Aim of the exercise >>
Reproduce the entries from the start through the line containing "top-left (86, 10), bottom-right (226, 214)", inclusive, changing every "target" to "label" and leaving all else unchanged. Leave the pictures out of your answer.

Raw data >>
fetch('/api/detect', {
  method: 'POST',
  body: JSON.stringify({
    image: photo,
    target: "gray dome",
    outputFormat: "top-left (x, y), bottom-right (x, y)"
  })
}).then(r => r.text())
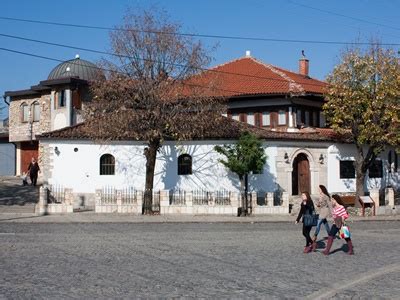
top-left (47, 55), bottom-right (104, 81)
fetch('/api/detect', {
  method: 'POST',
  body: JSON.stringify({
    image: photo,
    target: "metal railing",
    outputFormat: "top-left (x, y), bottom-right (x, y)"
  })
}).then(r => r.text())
top-left (142, 190), bottom-right (161, 214)
top-left (121, 187), bottom-right (138, 204)
top-left (100, 186), bottom-right (117, 204)
top-left (192, 190), bottom-right (211, 205)
top-left (169, 190), bottom-right (186, 205)
top-left (257, 191), bottom-right (268, 206)
top-left (213, 190), bottom-right (231, 205)
top-left (48, 184), bottom-right (65, 203)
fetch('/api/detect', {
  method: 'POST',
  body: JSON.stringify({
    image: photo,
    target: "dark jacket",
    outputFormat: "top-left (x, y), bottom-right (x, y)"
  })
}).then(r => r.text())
top-left (28, 163), bottom-right (40, 176)
top-left (296, 200), bottom-right (315, 222)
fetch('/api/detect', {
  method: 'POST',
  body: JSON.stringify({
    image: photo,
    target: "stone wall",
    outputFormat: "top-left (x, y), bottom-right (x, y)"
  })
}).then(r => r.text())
top-left (9, 94), bottom-right (51, 142)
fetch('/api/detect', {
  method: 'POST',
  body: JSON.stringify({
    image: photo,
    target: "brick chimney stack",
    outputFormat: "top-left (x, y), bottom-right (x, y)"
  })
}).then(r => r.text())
top-left (299, 50), bottom-right (309, 77)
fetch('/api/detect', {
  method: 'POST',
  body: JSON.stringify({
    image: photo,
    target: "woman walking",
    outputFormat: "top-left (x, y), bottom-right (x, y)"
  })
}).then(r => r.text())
top-left (295, 192), bottom-right (315, 253)
top-left (322, 195), bottom-right (354, 255)
top-left (312, 185), bottom-right (331, 251)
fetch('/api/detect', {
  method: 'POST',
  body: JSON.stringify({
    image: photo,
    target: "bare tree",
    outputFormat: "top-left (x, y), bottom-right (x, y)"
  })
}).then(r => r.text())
top-left (86, 10), bottom-right (226, 214)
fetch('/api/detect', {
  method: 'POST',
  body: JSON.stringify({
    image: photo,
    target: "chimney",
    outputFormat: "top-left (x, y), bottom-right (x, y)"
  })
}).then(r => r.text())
top-left (299, 50), bottom-right (309, 77)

Task result >>
fetch('/api/detect', {
  method: 'POST',
  body: JSON.stringify({
    image: photo,
    label: "gray dome",
    outputFormat: "top-left (x, y), bottom-right (x, y)"
  })
}).then(r => r.text())
top-left (47, 55), bottom-right (104, 81)
fetch('/api/detect', {
  method: 'POST',
  body: JSON.stringify({
    image: photo,
    label: "metal railing",
    outputFormat: "top-left (x, y), bottom-right (x, y)"
  })
}).then(r => r.text())
top-left (142, 190), bottom-right (161, 214)
top-left (121, 187), bottom-right (138, 204)
top-left (100, 186), bottom-right (117, 204)
top-left (192, 190), bottom-right (211, 205)
top-left (169, 190), bottom-right (186, 205)
top-left (257, 191), bottom-right (268, 206)
top-left (213, 190), bottom-right (231, 205)
top-left (48, 184), bottom-right (65, 203)
fetch('/api/detect', {
  method: 'POST',
  body: JSON.stringify({
    image: photo,
    label: "dark jacket",
    outputFormat: "top-left (x, y), bottom-right (x, y)"
  })
}).then(r => r.text())
top-left (28, 163), bottom-right (40, 176)
top-left (296, 200), bottom-right (315, 222)
fetch('/api/detect', {
  method: 'POST',
  body: JSON.stringify({
    image: photo,
    label: "stone wall",
    outputFormat: "top-left (x, y), bottom-right (x, y)"
  })
}).then(r => r.text())
top-left (9, 94), bottom-right (51, 142)
fetch('/api/detect', {
  method: 'POST',
  body: JSON.stringify({
    image: photo,
    label: "brick chimney stack",
    outputFormat: "top-left (x, y), bottom-right (x, y)"
  })
}).then(r => r.text())
top-left (299, 50), bottom-right (309, 77)
fetch('/api/detect', {
  method: 'POST',
  body: JSON.stringify({
    image: photo,
    label: "woman walking",
    outputFormat: "top-left (x, y), bottom-right (x, y)"
  })
}).then(r => r.text())
top-left (295, 192), bottom-right (315, 253)
top-left (322, 195), bottom-right (354, 255)
top-left (312, 185), bottom-right (331, 251)
fetch('/api/detect', {
  method: 'POST',
  body: JSON.stringify({
    image: photo,
    label: "bare tree",
    outputFormat: "top-left (x, y), bottom-right (x, y)"
  })
}).then(r => r.text())
top-left (86, 10), bottom-right (226, 214)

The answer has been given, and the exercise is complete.